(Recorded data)

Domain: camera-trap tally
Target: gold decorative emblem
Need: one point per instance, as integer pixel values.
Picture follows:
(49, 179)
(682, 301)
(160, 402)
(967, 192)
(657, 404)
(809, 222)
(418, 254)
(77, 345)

# Problem to work on
Express each line of the data above as a JSON list of strings, one string per line, skipping any blank lines.

# Answer to this task
[
  "Domain: camera-trap tally",
  "Target: gold decorative emblem",
  "Need: one point per instance, as integer pixel values.",
  "Picture follows:",
  "(49, 179)",
  "(682, 301)",
  "(160, 402)",
  "(967, 192)",
  "(657, 404)",
  "(809, 222)",
  "(418, 254)",
  "(77, 345)"
]